Exercise prompt:
Reproduce the data below line for line, without changing anything. Omit the pictures from your answer.

--- begin Data ---

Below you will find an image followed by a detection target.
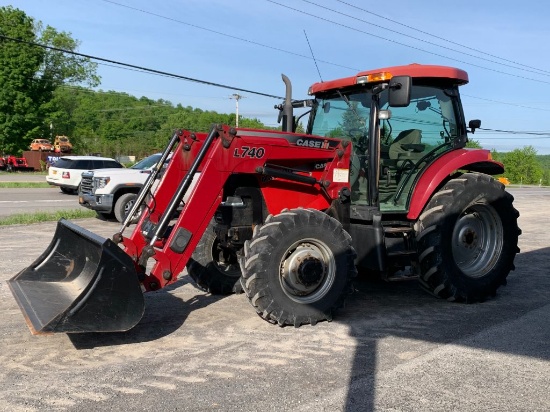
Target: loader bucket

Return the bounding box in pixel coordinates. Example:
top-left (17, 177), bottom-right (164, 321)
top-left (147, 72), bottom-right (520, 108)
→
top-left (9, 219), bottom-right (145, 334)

--- end Data ---

Response to this exercise:
Below you will find an image followed by a detection target.
Target: loader bucket

Return the bounding box in pixel coordinates. Example:
top-left (17, 177), bottom-right (164, 321)
top-left (147, 72), bottom-right (520, 108)
→
top-left (9, 219), bottom-right (145, 334)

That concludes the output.